- REQUIRED TASK A: From the passage on the OFR annual report, translate this sentence into Spanish: "The 2010 Dodd-Frank Act requires the OFR to report annually to Congress on the state of the U.S. financial system, including an analysis of any potential threats to financial stability."
- REQUIRED TASK B: Copy out, word for word, the lines of the listing from the line containing "Each instance of the horse's front" up to and including the line containing "[[81, 88], [279, 98]]", and nothing else.

The OFR's annual report on the state of the financial system is an interesting read that contains a variety of financial information and metrics about the industry.

Government reports, particularly mandatory ones, can be rather dull reading, but the recently-released Annual Report of the Office of Financial Research (OFR) of the U.S. Department of the Treasury bucks the trend. The 2010 Dodd-Frank Act requires the OFR to report annually to Congress on the state of the U.S. financial system, including an analysis of any potential threats to financial stability. The OFR not only does this, but toward this goal also describes their attempts to model the interconnected financial system and to play a central role in developing and promoting financial data standards.

So on that question of financial stability, how are we doing? Here is my short summary of that part of the document, but as always I encourage you to go to the source. (The glossary alone is worth it, just to see official definitions of terms such as "repo run" and "fire sale.")

- DATA EXCERPTS:
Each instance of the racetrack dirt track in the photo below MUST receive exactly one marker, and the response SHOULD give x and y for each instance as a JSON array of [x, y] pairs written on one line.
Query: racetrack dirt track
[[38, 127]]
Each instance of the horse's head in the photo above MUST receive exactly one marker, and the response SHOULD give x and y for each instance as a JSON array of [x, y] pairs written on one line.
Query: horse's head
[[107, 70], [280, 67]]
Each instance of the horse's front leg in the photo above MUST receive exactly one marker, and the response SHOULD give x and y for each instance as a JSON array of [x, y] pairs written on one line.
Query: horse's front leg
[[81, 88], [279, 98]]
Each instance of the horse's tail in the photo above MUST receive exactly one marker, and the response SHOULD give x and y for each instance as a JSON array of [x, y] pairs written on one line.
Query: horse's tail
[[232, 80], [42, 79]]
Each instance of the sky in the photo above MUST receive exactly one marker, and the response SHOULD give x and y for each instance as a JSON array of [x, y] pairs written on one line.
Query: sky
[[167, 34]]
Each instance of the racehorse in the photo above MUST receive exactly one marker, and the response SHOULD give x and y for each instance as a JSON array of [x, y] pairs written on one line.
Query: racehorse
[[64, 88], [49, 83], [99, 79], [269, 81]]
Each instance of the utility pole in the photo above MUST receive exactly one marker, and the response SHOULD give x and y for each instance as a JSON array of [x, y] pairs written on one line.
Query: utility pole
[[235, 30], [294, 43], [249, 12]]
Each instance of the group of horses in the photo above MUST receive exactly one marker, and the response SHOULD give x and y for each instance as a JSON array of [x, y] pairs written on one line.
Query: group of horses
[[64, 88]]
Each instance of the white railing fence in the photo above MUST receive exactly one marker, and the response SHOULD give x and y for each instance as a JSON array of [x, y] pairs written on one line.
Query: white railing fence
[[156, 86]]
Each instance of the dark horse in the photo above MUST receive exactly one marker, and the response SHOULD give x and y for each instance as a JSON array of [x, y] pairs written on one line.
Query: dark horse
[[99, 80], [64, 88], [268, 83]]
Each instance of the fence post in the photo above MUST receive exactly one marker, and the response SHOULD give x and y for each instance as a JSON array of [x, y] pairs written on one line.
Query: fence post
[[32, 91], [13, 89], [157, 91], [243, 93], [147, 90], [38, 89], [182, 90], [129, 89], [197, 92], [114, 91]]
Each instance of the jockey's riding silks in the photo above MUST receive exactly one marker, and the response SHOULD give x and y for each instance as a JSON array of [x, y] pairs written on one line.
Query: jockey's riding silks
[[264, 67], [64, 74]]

- CORRECT ANSWER A: La Ley Dodd-Frank de 2010 exige que la OFR informe anualmente al Congreso sobre el estado del sistema financiero de EE. UU., incluido un análisis de cualquier posible amenaza a la estabilidad financiera.

- CORRECT ANSWER B:
Each instance of the horse's front leg in the photo above MUST receive exactly one marker, and the response SHOULD give x and y for each instance as a JSON array of [x, y] pairs written on one line.
Query: horse's front leg
[[81, 88], [279, 98]]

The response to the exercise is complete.